* What the task requires:
Your response should be a copy of each line in the listing below that includes the word "white".
-------
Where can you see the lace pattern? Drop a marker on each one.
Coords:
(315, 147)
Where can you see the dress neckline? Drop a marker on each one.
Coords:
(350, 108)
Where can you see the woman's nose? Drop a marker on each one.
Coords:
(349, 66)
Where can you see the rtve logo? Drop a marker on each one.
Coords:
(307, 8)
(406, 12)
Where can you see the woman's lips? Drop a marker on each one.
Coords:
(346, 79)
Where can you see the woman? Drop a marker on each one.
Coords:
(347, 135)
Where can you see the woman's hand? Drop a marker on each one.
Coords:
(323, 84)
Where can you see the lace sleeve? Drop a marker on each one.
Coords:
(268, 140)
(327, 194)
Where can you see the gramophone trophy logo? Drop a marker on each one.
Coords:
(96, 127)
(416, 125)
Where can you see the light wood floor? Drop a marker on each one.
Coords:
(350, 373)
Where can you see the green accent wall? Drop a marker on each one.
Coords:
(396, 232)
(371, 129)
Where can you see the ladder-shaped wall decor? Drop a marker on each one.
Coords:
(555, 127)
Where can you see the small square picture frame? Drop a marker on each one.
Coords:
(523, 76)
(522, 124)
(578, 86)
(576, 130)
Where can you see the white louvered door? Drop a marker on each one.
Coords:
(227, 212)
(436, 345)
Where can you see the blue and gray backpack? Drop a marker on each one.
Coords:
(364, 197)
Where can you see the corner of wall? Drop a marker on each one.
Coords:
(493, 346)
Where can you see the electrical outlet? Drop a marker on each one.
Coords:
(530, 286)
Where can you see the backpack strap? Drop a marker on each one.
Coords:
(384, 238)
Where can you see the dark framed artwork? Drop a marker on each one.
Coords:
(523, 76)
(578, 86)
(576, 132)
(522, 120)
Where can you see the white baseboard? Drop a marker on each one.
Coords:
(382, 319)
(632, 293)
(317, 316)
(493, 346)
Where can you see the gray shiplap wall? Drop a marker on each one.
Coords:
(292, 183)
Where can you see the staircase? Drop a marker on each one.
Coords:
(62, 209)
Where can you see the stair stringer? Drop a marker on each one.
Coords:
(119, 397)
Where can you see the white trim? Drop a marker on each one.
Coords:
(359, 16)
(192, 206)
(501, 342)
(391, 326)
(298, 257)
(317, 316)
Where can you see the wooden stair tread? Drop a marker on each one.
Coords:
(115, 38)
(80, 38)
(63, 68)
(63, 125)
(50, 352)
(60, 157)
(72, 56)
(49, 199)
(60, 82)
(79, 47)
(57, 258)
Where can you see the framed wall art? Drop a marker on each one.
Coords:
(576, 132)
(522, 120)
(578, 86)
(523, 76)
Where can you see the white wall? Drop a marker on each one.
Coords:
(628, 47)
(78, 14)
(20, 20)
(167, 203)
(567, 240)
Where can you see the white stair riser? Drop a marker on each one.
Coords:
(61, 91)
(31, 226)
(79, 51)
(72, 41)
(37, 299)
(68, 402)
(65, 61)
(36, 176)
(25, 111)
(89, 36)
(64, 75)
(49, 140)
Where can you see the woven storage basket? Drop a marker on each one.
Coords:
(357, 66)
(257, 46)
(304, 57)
-------
* Expected answer:
Where can you see the white louvered door? Drop a marker on each one.
Where can you see the white baseboard? Drop a marker on each one.
Where can you see the white trim? Drop a marker on each one.
Where can you see the white wall? Drop a marker on each one.
Where can you see the white stair riser? Drop a marker on each one.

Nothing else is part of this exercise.